## [Exercise instructions]
Copy the records below word for word, from their start through the line that contains "[756,290,780,331]" with both of those lines included. Leave the pictures out of your copy.

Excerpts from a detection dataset
::::
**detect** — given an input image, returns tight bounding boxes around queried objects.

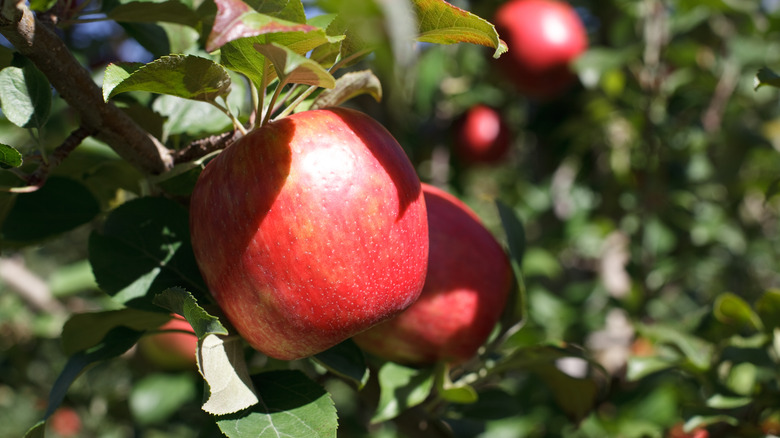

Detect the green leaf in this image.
[434,362,479,404]
[254,43,336,88]
[24,421,46,438]
[217,370,338,438]
[198,334,262,415]
[103,55,231,102]
[44,327,143,418]
[756,290,780,331]
[311,339,369,390]
[753,67,780,90]
[206,0,322,52]
[62,309,171,356]
[0,176,100,242]
[310,70,382,110]
[713,292,763,330]
[89,197,207,310]
[0,143,22,169]
[152,287,228,339]
[127,373,198,425]
[371,362,434,424]
[0,62,52,129]
[106,0,200,28]
[413,0,507,58]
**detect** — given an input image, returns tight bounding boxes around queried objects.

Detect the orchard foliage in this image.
[0,0,780,437]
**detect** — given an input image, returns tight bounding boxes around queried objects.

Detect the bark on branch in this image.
[0,0,173,174]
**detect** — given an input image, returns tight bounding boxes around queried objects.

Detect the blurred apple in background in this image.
[354,184,513,365]
[493,0,588,99]
[138,315,198,370]
[455,105,511,163]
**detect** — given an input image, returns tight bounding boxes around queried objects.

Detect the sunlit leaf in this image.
[310,70,382,109]
[152,287,228,339]
[103,55,231,102]
[311,339,369,390]
[0,63,52,129]
[198,335,258,415]
[413,0,507,58]
[254,43,336,88]
[217,370,338,438]
[0,143,22,169]
[371,362,434,424]
[206,0,322,52]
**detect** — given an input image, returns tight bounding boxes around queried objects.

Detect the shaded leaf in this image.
[254,43,336,88]
[89,197,207,310]
[756,290,780,330]
[127,373,198,424]
[206,0,318,52]
[103,55,231,102]
[371,362,434,424]
[106,0,200,28]
[753,67,780,90]
[311,339,369,390]
[44,327,143,418]
[0,63,52,129]
[0,176,100,242]
[198,334,258,415]
[713,292,763,330]
[62,309,171,356]
[310,70,382,110]
[217,370,338,438]
[413,0,507,58]
[0,143,22,169]
[152,287,228,339]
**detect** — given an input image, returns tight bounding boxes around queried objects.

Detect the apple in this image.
[48,406,82,438]
[455,105,511,163]
[353,184,514,365]
[494,0,588,99]
[138,315,198,370]
[666,423,710,438]
[190,108,428,360]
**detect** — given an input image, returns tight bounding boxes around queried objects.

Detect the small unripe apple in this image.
[48,406,82,438]
[138,315,198,370]
[354,184,513,365]
[190,108,428,360]
[455,105,511,163]
[494,0,588,99]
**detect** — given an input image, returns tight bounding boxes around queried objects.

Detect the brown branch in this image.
[0,0,173,174]
[0,126,95,193]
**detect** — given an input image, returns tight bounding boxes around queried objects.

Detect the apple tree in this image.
[0,0,780,438]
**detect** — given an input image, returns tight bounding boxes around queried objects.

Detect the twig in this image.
[0,0,173,174]
[0,126,95,193]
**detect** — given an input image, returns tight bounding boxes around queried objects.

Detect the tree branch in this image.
[0,0,173,174]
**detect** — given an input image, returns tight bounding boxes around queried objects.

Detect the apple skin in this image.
[353,184,514,366]
[455,105,511,164]
[138,315,198,370]
[494,0,588,100]
[190,108,428,360]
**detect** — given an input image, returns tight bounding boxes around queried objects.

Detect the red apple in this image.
[138,315,198,370]
[190,108,428,360]
[354,184,513,365]
[455,105,511,163]
[48,406,81,438]
[494,0,588,99]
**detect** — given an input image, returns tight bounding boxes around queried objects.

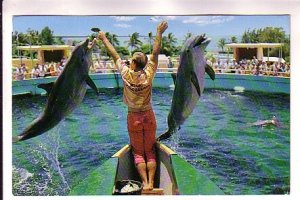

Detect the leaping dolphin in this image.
[13,39,99,142]
[157,35,215,141]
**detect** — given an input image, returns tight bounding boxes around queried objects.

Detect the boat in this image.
[69,142,224,195]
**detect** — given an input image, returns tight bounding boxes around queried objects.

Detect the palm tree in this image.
[105,32,120,46]
[230,36,237,43]
[148,32,153,53]
[184,32,193,42]
[127,32,143,53]
[162,33,177,56]
[218,38,225,51]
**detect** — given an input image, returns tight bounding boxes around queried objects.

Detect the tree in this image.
[242,27,290,61]
[184,32,193,42]
[53,37,65,45]
[148,32,154,53]
[39,26,54,45]
[127,32,143,54]
[161,33,177,56]
[218,38,225,51]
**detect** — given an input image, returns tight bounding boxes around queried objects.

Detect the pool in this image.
[12,88,290,196]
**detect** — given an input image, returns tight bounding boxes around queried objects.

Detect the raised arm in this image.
[150,21,168,65]
[98,31,120,63]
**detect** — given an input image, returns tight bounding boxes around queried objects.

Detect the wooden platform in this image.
[142,188,164,195]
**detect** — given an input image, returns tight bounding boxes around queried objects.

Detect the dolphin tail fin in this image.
[191,71,201,97]
[85,76,99,96]
[38,82,54,94]
[205,64,216,80]
[156,129,173,141]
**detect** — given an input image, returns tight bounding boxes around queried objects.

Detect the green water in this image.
[12,89,290,195]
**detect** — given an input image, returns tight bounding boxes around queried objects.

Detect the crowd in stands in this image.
[13,57,290,80]
[13,58,66,80]
[207,57,290,77]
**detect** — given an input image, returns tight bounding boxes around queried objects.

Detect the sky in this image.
[13,15,290,39]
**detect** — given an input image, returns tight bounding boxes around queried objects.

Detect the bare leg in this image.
[147,162,156,190]
[136,163,149,190]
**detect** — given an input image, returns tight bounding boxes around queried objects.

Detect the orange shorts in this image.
[127,109,156,164]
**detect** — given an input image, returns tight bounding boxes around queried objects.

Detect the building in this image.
[13,45,72,69]
[225,43,283,62]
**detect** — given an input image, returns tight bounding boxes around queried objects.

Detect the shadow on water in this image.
[12,89,290,195]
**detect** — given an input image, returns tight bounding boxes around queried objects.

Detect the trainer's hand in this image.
[98,31,106,41]
[157,21,168,34]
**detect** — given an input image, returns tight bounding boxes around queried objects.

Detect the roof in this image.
[17,45,72,51]
[225,43,283,48]
[263,57,285,63]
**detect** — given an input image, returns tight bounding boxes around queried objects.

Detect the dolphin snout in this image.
[81,38,90,49]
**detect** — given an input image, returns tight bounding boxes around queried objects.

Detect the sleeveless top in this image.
[116,58,157,112]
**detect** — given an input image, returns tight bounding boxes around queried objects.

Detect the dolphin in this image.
[12,39,99,142]
[157,35,215,141]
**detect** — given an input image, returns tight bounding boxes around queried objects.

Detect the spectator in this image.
[49,64,57,76]
[39,64,47,77]
[15,65,24,81]
[31,63,40,78]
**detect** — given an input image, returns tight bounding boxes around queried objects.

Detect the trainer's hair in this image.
[132,52,148,69]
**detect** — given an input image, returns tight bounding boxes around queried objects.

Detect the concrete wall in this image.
[12,72,290,95]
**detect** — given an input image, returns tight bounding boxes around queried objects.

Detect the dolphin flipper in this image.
[205,64,216,80]
[85,76,99,96]
[171,73,177,85]
[191,71,201,97]
[38,82,54,94]
[156,129,173,141]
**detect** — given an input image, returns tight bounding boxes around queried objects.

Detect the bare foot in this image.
[143,183,153,191]
[148,182,153,190]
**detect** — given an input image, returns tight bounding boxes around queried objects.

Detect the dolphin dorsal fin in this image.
[37,82,54,94]
[205,64,216,80]
[85,76,99,96]
[191,71,201,97]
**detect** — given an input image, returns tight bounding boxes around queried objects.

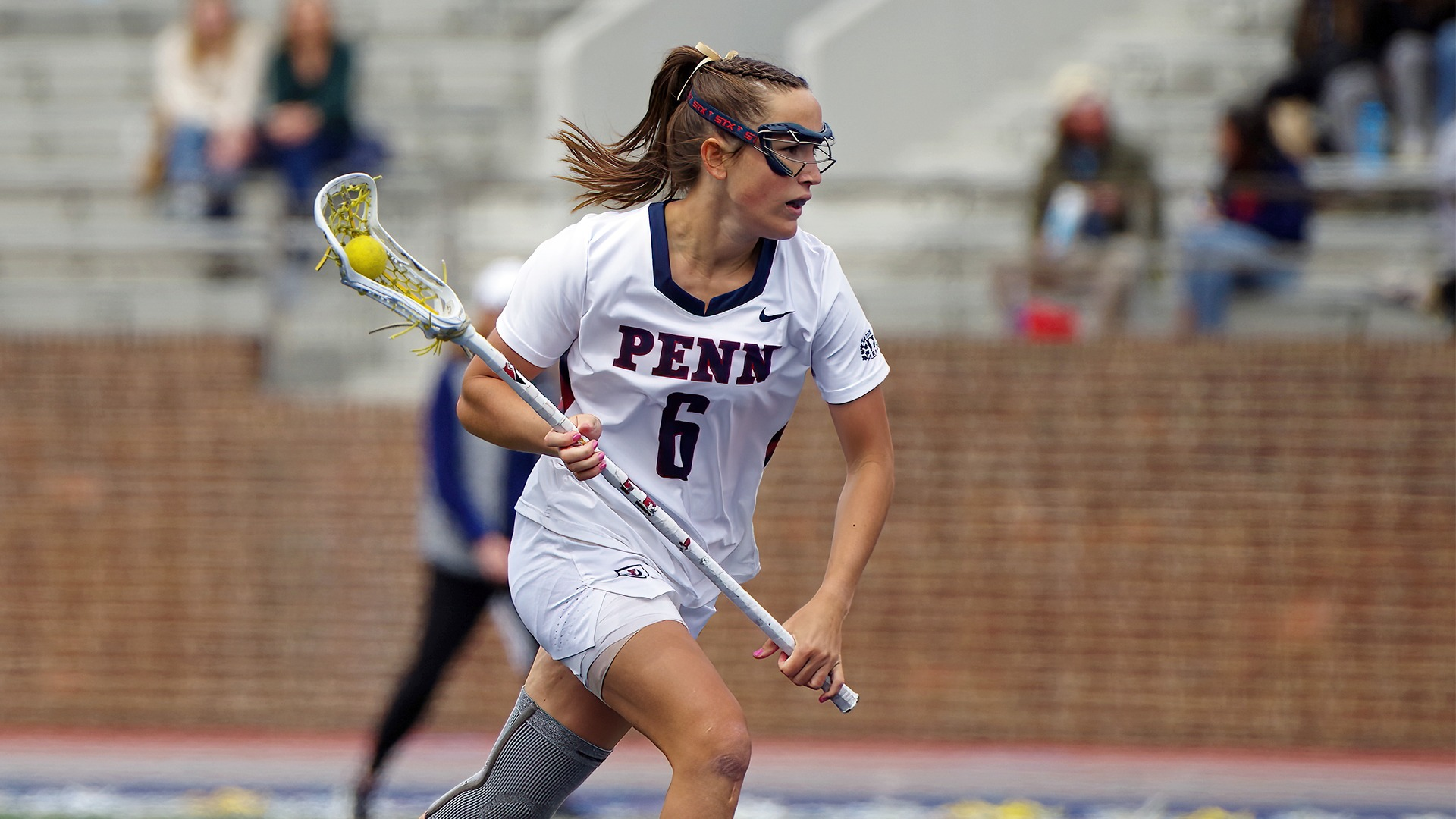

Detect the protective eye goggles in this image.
[687,92,834,177]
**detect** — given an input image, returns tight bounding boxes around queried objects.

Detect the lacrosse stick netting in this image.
[313,174,859,713]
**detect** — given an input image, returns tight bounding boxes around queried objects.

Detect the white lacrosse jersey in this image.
[497,202,890,606]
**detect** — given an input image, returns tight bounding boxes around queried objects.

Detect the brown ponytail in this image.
[552,46,808,210]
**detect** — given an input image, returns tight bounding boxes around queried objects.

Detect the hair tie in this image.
[673,42,738,102]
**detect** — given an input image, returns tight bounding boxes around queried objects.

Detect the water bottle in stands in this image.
[1356,99,1389,172]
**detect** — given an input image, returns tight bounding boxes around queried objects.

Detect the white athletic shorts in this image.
[510,514,715,697]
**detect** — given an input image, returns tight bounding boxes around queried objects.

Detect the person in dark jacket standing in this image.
[1182,105,1313,334]
[354,259,537,819]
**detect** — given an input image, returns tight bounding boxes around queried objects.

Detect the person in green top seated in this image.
[261,0,383,215]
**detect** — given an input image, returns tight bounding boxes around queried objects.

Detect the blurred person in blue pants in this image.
[147,0,266,218]
[354,259,537,819]
[1181,105,1313,334]
[992,64,1162,337]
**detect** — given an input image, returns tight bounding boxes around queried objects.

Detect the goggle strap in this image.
[687,90,758,146]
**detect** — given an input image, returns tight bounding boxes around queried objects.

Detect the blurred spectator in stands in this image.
[262,0,383,215]
[354,259,551,819]
[993,64,1162,338]
[1266,0,1380,153]
[1366,0,1456,156]
[1181,105,1313,334]
[150,0,266,217]
[1434,20,1456,128]
[1432,118,1456,329]
[1266,0,1456,156]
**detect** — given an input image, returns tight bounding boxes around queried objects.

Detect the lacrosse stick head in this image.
[313,174,470,341]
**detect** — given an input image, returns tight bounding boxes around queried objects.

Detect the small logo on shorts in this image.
[859,329,880,362]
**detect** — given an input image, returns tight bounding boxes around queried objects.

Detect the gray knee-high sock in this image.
[421,689,611,819]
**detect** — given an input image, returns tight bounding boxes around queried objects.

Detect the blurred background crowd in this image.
[0,0,1456,395]
[0,0,1456,809]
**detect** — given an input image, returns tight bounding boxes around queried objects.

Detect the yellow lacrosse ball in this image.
[344,233,388,281]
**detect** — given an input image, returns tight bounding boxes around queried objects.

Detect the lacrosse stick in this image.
[313,174,859,713]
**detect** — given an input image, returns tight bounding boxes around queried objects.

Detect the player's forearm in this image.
[815,459,896,613]
[456,375,555,455]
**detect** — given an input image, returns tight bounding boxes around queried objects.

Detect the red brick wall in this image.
[0,338,1456,749]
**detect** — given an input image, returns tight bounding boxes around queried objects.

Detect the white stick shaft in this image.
[454,328,859,713]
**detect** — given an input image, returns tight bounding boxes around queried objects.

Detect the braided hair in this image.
[552,46,810,210]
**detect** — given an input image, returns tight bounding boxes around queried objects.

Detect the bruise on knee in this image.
[712,754,748,783]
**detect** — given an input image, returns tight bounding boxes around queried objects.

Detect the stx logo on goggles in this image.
[687,92,758,144]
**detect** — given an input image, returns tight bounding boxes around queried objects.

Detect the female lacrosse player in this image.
[427,46,894,819]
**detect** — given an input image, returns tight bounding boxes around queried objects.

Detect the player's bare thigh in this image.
[524,650,632,748]
[601,621,748,778]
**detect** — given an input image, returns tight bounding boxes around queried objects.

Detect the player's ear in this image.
[698,137,736,182]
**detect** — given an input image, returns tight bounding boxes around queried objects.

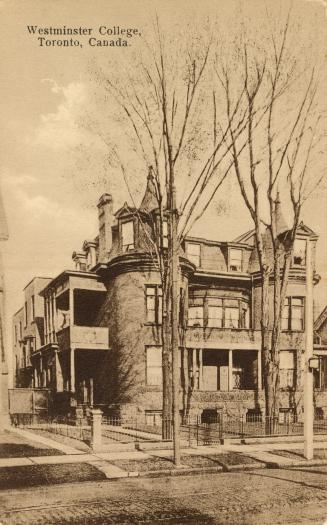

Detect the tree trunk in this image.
::::
## [Expected answer]
**detect** — given an input image, returns tight bounding boxes around queried objects.


Detect the green leaf in this image.
[434,362,479,404]
[254,43,336,88]
[24,421,46,438]
[217,370,338,438]
[198,334,262,415]
[103,55,231,102]
[44,327,143,418]
[756,290,780,331]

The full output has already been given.